* The problem *
Lines in the listing below that hold "white" are the ones to copy.

+++ Material shown

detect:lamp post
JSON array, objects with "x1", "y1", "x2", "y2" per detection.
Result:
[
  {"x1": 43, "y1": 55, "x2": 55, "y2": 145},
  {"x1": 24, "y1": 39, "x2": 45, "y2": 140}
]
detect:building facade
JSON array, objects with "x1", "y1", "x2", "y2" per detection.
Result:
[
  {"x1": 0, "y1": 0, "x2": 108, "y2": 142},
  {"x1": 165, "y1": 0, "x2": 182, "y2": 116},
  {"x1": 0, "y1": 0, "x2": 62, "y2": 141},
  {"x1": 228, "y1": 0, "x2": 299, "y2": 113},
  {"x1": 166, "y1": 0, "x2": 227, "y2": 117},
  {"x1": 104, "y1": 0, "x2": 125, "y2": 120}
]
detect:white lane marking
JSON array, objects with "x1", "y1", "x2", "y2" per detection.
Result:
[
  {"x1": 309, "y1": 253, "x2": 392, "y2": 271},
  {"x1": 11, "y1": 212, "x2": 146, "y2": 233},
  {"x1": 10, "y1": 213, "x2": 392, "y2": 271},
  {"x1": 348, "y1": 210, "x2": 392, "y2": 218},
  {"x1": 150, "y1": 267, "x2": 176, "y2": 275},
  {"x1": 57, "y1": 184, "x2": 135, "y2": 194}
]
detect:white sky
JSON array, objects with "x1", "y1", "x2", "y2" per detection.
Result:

++++++
+++ Material shown

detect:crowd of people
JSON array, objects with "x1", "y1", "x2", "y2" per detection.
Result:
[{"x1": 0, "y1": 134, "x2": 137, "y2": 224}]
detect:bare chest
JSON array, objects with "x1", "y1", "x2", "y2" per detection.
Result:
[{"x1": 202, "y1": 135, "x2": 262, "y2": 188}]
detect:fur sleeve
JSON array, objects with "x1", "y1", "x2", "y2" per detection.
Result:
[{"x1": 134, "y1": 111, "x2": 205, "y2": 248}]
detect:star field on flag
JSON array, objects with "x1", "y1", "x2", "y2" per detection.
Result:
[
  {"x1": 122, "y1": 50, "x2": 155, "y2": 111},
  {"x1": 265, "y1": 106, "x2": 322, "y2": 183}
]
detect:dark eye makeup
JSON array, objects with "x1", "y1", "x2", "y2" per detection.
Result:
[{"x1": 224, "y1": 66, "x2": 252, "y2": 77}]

++++++

* Solution to this problem *
detect:white lane marking
detect:white sky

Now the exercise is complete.